• What the exercise asks
Rewrite every line of the rows below as a JSON list of strings, one string per line, omitting blank lines. Leave the pictures out of the answer.

Region labeling rows
[start]

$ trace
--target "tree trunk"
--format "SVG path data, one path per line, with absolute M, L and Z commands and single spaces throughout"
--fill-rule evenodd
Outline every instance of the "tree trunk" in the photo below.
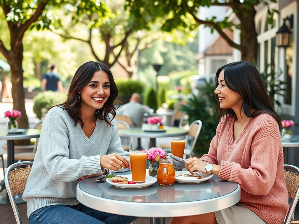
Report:
M 237 14 L 241 22 L 241 59 L 253 64 L 256 63 L 257 55 L 257 34 L 254 22 L 256 13 L 253 6 L 251 10 L 246 12 L 240 10 Z M 244 17 L 246 14 L 247 16 Z
M 14 56 L 7 59 L 7 62 L 10 66 L 13 109 L 19 111 L 22 113 L 21 117 L 18 118 L 17 121 L 20 128 L 28 128 L 29 125 L 25 108 L 25 94 L 23 87 L 22 49 L 21 51 L 22 53 L 17 55 L 13 52 L 12 50 L 10 50 L 10 54 L 14 54 Z

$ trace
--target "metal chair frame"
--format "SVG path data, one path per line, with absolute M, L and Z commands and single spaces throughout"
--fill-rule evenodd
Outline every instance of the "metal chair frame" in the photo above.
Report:
M 41 129 L 43 121 L 41 121 L 37 123 L 34 125 L 33 128 Z M 36 138 L 36 141 L 35 141 L 35 143 L 34 143 L 34 147 L 32 152 L 22 152 L 16 153 L 15 154 L 15 160 L 17 160 L 18 162 L 19 162 L 22 160 L 30 160 L 33 161 L 33 159 L 34 159 L 35 156 L 36 148 L 37 148 L 37 144 L 38 144 L 39 140 L 39 138 Z M 29 158 L 31 157 L 30 159 L 28 158 L 28 157 Z M 31 159 L 31 158 L 33 158 L 33 159 Z
M 123 125 L 125 126 L 127 128 L 131 128 L 131 126 L 130 126 L 129 124 L 123 121 L 122 121 L 120 120 L 115 120 L 115 122 L 116 122 L 116 125 L 117 125 L 118 123 L 119 124 L 121 124 L 122 125 Z M 118 128 L 118 130 L 119 129 L 119 128 Z M 124 128 L 121 128 L 121 129 L 124 129 Z M 124 138 L 126 138 L 126 137 L 123 137 Z M 130 137 L 130 142 L 129 143 L 129 147 L 131 148 L 131 149 L 134 149 L 134 139 L 132 137 Z
M 193 126 L 193 125 L 195 125 L 197 124 L 198 125 L 198 128 L 197 129 L 197 130 L 196 130 L 196 132 L 194 132 L 192 128 Z M 197 138 L 198 138 L 198 136 L 199 134 L 199 133 L 200 132 L 200 130 L 202 129 L 202 121 L 200 120 L 196 120 L 196 121 L 194 121 L 192 123 L 190 124 L 190 126 L 189 127 L 189 132 L 188 132 L 188 134 L 187 136 L 187 137 L 186 138 L 186 143 L 185 143 L 185 151 L 186 151 L 186 150 L 190 150 L 190 152 L 187 154 L 186 154 L 185 152 L 184 153 L 186 154 L 186 156 L 189 157 L 192 157 L 193 155 L 193 150 L 194 149 L 194 148 L 195 147 L 195 145 L 196 144 L 196 142 L 197 140 Z M 195 132 L 195 134 L 193 134 L 193 133 L 194 132 Z M 192 145 L 191 146 L 191 148 L 190 149 L 188 149 L 186 148 L 186 144 L 188 142 L 188 139 L 189 138 L 189 136 L 193 136 L 194 137 L 194 140 L 193 140 L 193 142 L 192 143 Z
M 9 182 L 9 174 L 11 171 L 15 170 L 15 168 L 18 167 L 24 166 L 32 166 L 33 163 L 33 162 L 28 161 L 18 162 L 10 166 L 6 169 L 6 171 L 5 172 L 5 175 L 4 176 L 4 182 L 5 183 L 5 186 L 6 187 L 7 194 L 8 195 L 9 200 L 10 201 L 10 204 L 11 205 L 11 207 L 13 208 L 13 214 L 15 215 L 15 217 L 16 218 L 16 221 L 17 224 L 22 224 L 22 220 L 21 220 L 21 217 L 20 216 L 20 214 L 18 210 L 18 208 L 17 207 L 16 202 L 15 201 L 15 199 L 13 197 L 13 191 L 10 187 L 10 185 Z M 28 177 L 27 178 L 28 178 Z M 27 181 L 27 179 L 26 179 L 26 182 Z M 24 190 L 22 191 L 22 192 L 20 193 L 23 193 L 23 191 Z
M 296 172 L 296 173 L 295 173 L 295 174 L 299 175 L 299 168 L 296 166 L 293 166 L 292 165 L 284 164 L 283 168 L 285 169 L 287 169 L 294 171 Z M 284 224 L 289 224 L 291 222 L 291 220 L 292 219 L 292 217 L 293 217 L 294 211 L 295 211 L 295 208 L 296 207 L 296 205 L 297 204 L 297 202 L 298 202 L 298 199 L 299 198 L 299 188 L 298 187 L 298 184 L 299 184 L 299 182 L 296 183 L 297 189 L 295 192 L 294 198 L 292 199 L 292 202 L 289 208 L 289 211 L 288 211 L 286 216 L 286 219 L 284 221 Z M 288 186 L 287 186 L 287 187 Z M 289 190 L 288 189 L 288 192 L 289 192 Z

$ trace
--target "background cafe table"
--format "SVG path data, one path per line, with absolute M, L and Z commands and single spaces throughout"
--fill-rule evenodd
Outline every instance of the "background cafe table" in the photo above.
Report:
M 14 163 L 14 140 L 29 139 L 33 138 L 39 138 L 40 135 L 41 130 L 35 128 L 25 129 L 21 133 L 8 134 L 4 130 L 0 130 L 0 140 L 7 140 L 7 167 Z M 4 167 L 3 168 L 4 168 Z M 4 188 L 4 182 L 1 182 L 1 185 Z M 17 204 L 25 203 L 22 199 L 22 195 L 14 196 Z M 10 204 L 8 195 L 6 191 L 0 194 L 0 205 L 9 205 Z
M 291 139 L 286 140 L 281 138 L 281 145 L 283 149 L 283 163 L 287 162 L 288 148 L 289 147 L 299 147 L 299 135 L 292 135 Z
M 77 185 L 76 197 L 80 202 L 106 212 L 150 217 L 152 224 L 165 224 L 166 217 L 221 210 L 236 204 L 241 198 L 238 183 L 219 179 L 216 175 L 198 183 L 175 182 L 172 186 L 163 186 L 156 182 L 145 188 L 131 189 L 96 181 L 96 179 L 86 178 Z
M 119 136 L 135 138 L 149 138 L 150 148 L 156 147 L 156 138 L 167 137 L 177 137 L 186 135 L 188 130 L 176 127 L 165 126 L 166 131 L 143 131 L 141 128 L 122 129 L 118 131 Z M 138 146 L 140 148 L 140 145 Z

[end]

• Response to this task
[
  "$ trace",
  "--target \"tree trunk\"",
  "--format \"SVG path data, one path per line, with absolute M, L and Z commands and single spaces throughout\"",
  "--fill-rule evenodd",
  "Outline every instance of the \"tree trunk\" in the photo below.",
  "Report:",
  "M 237 14 L 241 22 L 241 59 L 253 64 L 256 63 L 257 55 L 257 34 L 254 22 L 256 13 L 253 6 L 251 10 L 246 12 L 240 10 Z M 244 17 L 246 14 L 247 16 Z",
  "M 14 56 L 7 59 L 7 62 L 10 66 L 13 109 L 19 111 L 22 113 L 21 117 L 18 118 L 17 121 L 20 128 L 28 128 L 29 125 L 25 108 L 25 94 L 23 87 L 22 49 L 21 51 L 22 53 L 17 55 L 13 52 L 12 50 L 10 50 L 10 54 L 14 54 Z",
  "$ trace",
  "--target \"metal chair frame\"",
  "--format \"SVG path data, one path per line, with absolute M, L and Z commands and single spaces throughout\"",
  "--fill-rule evenodd",
  "Outline every instance of the \"metal chair frame\" in the photo above.",
  "Report:",
  "M 41 129 L 43 121 L 41 121 L 37 123 L 34 125 L 33 128 Z M 36 138 L 36 141 L 35 141 L 35 143 L 34 143 L 34 147 L 32 152 L 22 152 L 16 153 L 15 154 L 15 160 L 17 160 L 18 162 L 19 162 L 22 160 L 30 160 L 33 161 L 33 159 L 34 159 L 35 156 L 36 148 L 37 148 L 37 144 L 38 144 L 39 140 L 39 138 Z M 29 158 L 31 157 L 30 159 L 28 158 L 28 157 Z M 31 159 L 31 158 L 33 158 L 33 159 Z",
  "M 123 125 L 125 126 L 127 128 L 131 128 L 131 126 L 130 126 L 129 124 L 123 121 L 122 121 L 120 120 L 115 120 L 115 122 L 116 122 L 116 125 L 117 125 L 118 123 L 119 124 L 121 124 L 122 125 Z M 118 128 L 118 130 L 119 129 L 119 128 Z M 124 128 L 121 128 L 121 129 L 124 129 Z M 124 138 L 126 138 L 126 137 L 123 137 Z M 130 137 L 130 142 L 129 143 L 129 147 L 131 148 L 131 149 L 134 149 L 134 139 L 132 137 Z",
  "M 193 126 L 193 125 L 195 125 L 197 124 L 198 125 L 198 128 L 197 129 L 197 130 L 196 130 L 196 132 L 194 132 L 192 128 Z M 197 138 L 198 138 L 198 136 L 199 134 L 199 133 L 200 132 L 200 130 L 202 129 L 202 121 L 200 120 L 196 120 L 196 121 L 194 121 L 192 123 L 190 124 L 190 126 L 189 127 L 189 132 L 188 132 L 188 134 L 187 136 L 187 137 L 186 138 L 186 143 L 185 143 L 185 151 L 186 151 L 186 150 L 190 150 L 190 152 L 187 154 L 186 154 L 185 152 L 184 153 L 186 154 L 186 156 L 189 157 L 192 157 L 193 155 L 193 150 L 194 149 L 194 148 L 195 147 L 195 145 L 196 144 L 196 142 L 197 140 Z M 195 132 L 195 134 L 193 134 L 193 133 L 194 132 Z M 192 145 L 191 146 L 191 148 L 190 149 L 188 149 L 186 148 L 186 144 L 188 142 L 188 139 L 189 138 L 189 136 L 193 136 L 194 137 L 194 140 L 193 140 L 193 142 L 192 143 Z",
  "M 9 182 L 9 174 L 11 171 L 15 170 L 15 168 L 18 167 L 24 166 L 32 166 L 33 163 L 33 162 L 28 161 L 18 162 L 10 166 L 6 169 L 6 171 L 5 172 L 5 175 L 4 176 L 4 182 L 5 183 L 5 186 L 6 187 L 7 194 L 8 195 L 9 200 L 10 201 L 10 204 L 11 205 L 11 207 L 13 208 L 13 214 L 15 215 L 15 217 L 16 218 L 16 221 L 17 224 L 22 224 L 22 220 L 21 220 L 21 217 L 20 216 L 20 214 L 18 210 L 18 208 L 17 207 L 16 202 L 15 201 L 15 199 L 13 197 L 13 191 L 10 187 L 10 185 Z M 28 177 L 27 178 L 28 178 Z M 27 181 L 27 179 L 26 179 L 26 182 Z M 24 190 L 22 191 L 22 192 L 20 193 L 23 193 L 23 191 Z",
  "M 296 172 L 296 173 L 295 173 L 295 174 L 299 175 L 299 168 L 296 166 L 293 166 L 292 165 L 284 164 L 283 168 L 285 169 L 287 169 L 294 171 Z M 284 224 L 289 224 L 291 222 L 291 220 L 292 219 L 292 217 L 293 217 L 294 211 L 295 211 L 295 208 L 296 207 L 296 205 L 297 204 L 297 202 L 298 202 L 298 199 L 299 198 L 299 188 L 298 187 L 298 184 L 299 184 L 299 182 L 296 183 L 297 189 L 295 192 L 294 198 L 292 199 L 292 202 L 289 208 L 289 211 L 288 211 L 286 216 L 286 219 L 284 221 Z M 288 186 L 287 186 L 287 187 Z M 289 190 L 288 189 L 288 192 L 289 192 Z",
  "$ trace",
  "--target \"background cafe table\"",
  "--format \"SVG path data, one path per line, with absolute M, L and Z commands and single spaces throughout\"",
  "--fill-rule evenodd",
  "Outline every instance of the \"background cafe table\" in the photo above.",
  "Report:",
  "M 14 163 L 14 140 L 29 139 L 33 138 L 39 138 L 40 135 L 41 130 L 35 128 L 25 129 L 21 133 L 8 134 L 4 130 L 0 130 L 0 140 L 7 140 L 7 167 Z M 4 167 L 3 168 L 4 168 Z M 4 188 L 4 182 L 1 182 L 1 185 Z M 17 204 L 25 203 L 22 199 L 22 195 L 14 196 Z M 10 204 L 8 195 L 6 191 L 0 194 L 0 205 L 9 205 Z",
  "M 291 139 L 286 140 L 281 138 L 281 145 L 283 149 L 283 163 L 287 162 L 288 148 L 289 147 L 299 147 L 299 135 L 292 135 Z",
  "M 77 185 L 76 197 L 80 202 L 106 212 L 150 217 L 152 224 L 165 224 L 166 217 L 221 210 L 236 204 L 241 198 L 238 183 L 219 179 L 216 175 L 198 183 L 175 182 L 172 186 L 163 186 L 156 182 L 145 188 L 131 189 L 96 181 L 96 179 L 86 178 Z",
  "M 119 136 L 135 138 L 149 138 L 150 148 L 156 147 L 156 138 L 167 137 L 177 137 L 186 135 L 188 130 L 176 127 L 165 126 L 166 131 L 143 131 L 141 128 L 122 129 L 118 131 Z M 138 146 L 140 148 L 140 145 Z"
]